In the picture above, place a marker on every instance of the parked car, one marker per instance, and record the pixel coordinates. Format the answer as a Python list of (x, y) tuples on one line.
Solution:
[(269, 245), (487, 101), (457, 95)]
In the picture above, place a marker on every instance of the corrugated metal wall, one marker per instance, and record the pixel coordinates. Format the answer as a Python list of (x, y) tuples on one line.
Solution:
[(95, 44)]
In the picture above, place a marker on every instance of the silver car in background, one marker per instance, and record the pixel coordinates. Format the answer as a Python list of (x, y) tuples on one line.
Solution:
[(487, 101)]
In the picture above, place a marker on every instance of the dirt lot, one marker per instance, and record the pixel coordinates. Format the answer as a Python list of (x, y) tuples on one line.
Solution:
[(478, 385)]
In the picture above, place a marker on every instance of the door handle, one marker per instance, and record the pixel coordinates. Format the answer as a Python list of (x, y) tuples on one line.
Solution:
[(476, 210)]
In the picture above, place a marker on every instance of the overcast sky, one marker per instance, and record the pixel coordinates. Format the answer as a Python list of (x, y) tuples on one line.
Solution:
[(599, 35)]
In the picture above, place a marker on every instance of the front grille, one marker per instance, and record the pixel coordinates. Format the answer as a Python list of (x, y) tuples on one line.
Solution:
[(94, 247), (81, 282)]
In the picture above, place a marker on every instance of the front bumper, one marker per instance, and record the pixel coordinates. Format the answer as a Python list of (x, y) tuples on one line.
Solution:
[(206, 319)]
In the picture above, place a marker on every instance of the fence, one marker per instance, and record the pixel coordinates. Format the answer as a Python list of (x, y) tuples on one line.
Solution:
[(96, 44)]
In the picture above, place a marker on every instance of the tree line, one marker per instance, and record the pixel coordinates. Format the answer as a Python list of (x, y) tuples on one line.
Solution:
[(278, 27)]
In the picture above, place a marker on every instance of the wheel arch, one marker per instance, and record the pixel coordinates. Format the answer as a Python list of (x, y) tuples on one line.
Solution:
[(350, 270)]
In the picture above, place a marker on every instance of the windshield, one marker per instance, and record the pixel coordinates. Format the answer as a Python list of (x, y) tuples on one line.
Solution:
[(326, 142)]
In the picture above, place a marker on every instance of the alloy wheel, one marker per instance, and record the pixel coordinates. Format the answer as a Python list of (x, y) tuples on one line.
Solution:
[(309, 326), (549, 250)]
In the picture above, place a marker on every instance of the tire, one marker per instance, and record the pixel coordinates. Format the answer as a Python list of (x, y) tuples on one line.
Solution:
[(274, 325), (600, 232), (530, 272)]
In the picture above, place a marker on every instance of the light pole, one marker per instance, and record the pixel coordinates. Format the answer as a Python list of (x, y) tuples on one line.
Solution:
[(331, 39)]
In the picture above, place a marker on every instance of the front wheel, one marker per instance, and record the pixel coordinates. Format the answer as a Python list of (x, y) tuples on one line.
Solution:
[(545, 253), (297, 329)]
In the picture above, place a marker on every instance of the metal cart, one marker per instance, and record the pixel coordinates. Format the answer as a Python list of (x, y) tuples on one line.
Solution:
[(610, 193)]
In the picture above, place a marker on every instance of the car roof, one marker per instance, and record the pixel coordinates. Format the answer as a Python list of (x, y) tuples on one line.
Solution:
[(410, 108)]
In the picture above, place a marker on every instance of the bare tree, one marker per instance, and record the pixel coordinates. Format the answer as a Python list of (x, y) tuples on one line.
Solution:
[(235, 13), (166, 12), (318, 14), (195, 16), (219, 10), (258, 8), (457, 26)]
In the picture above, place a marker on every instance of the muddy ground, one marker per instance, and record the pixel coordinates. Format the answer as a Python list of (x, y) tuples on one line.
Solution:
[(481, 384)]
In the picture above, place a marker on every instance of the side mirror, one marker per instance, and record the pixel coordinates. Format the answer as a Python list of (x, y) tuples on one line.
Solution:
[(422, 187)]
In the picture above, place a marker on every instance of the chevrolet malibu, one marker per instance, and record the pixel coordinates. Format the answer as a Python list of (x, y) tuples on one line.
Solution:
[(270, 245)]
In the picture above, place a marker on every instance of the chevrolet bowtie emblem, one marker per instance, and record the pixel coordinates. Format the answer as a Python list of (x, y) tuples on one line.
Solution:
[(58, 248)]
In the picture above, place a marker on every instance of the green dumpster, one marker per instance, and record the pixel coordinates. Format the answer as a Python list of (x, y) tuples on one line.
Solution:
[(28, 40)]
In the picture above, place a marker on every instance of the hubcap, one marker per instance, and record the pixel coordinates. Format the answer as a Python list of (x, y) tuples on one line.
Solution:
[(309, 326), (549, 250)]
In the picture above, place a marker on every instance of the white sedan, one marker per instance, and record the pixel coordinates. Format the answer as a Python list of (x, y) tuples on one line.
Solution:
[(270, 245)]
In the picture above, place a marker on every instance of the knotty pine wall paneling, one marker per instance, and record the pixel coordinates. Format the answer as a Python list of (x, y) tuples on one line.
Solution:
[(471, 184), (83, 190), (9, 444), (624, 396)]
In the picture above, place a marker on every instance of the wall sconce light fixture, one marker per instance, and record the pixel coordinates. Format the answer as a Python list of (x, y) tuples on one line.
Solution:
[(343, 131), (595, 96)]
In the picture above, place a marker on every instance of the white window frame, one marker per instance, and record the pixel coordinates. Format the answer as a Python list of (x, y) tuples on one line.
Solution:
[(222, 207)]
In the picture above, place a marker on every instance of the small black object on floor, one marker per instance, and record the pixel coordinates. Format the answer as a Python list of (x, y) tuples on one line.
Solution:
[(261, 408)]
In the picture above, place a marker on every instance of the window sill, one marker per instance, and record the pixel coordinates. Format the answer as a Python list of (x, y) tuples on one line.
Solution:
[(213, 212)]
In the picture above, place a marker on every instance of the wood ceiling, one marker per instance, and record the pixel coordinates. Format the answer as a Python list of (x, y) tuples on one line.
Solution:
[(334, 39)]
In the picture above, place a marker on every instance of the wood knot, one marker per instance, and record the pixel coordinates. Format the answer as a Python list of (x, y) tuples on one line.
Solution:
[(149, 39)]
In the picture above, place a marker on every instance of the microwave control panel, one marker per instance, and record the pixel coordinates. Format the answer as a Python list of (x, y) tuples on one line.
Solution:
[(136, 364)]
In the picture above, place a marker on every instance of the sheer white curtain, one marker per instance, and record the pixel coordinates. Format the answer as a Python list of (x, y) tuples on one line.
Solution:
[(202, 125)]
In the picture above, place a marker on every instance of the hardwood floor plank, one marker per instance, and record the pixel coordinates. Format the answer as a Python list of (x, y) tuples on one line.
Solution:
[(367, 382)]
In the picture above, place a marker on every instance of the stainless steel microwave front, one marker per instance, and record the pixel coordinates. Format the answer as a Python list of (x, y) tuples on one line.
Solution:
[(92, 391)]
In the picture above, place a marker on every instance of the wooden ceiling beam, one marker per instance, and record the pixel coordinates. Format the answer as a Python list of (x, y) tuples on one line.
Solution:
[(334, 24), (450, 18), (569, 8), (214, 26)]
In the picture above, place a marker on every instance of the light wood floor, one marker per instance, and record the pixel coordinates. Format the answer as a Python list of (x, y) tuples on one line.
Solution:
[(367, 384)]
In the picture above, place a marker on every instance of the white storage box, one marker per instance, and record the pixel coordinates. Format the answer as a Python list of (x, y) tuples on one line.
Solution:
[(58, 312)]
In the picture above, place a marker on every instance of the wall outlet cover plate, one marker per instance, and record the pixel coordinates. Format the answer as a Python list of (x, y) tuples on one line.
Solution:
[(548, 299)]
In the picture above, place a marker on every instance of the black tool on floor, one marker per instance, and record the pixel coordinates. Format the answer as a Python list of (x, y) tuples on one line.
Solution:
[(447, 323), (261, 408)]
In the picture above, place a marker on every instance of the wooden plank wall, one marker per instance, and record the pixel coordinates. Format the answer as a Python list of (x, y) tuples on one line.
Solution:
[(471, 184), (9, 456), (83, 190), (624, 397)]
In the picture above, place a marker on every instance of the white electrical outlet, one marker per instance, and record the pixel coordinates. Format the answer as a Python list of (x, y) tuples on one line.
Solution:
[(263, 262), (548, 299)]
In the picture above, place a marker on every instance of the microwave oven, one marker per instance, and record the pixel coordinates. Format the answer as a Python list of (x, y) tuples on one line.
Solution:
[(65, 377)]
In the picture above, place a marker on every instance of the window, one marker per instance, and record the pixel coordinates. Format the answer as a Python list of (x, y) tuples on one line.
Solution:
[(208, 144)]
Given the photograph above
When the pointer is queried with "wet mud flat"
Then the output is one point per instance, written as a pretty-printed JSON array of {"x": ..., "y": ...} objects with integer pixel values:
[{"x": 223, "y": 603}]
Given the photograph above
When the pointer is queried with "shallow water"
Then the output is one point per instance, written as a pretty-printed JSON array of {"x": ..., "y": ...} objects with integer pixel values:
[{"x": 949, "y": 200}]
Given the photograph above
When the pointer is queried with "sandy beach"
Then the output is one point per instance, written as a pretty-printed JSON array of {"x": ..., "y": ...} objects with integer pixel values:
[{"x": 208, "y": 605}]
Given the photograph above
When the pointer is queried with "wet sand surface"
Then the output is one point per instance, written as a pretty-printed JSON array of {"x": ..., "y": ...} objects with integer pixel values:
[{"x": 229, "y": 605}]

::::::::

Show every line from the entries above in which "pointer" appears.

Reply:
When the pointer is queried with "wet mud flat"
When the pointer is queried with "shallow water"
When the pointer is queried with "sandy beach"
When the pointer is queried with "wet sand surface"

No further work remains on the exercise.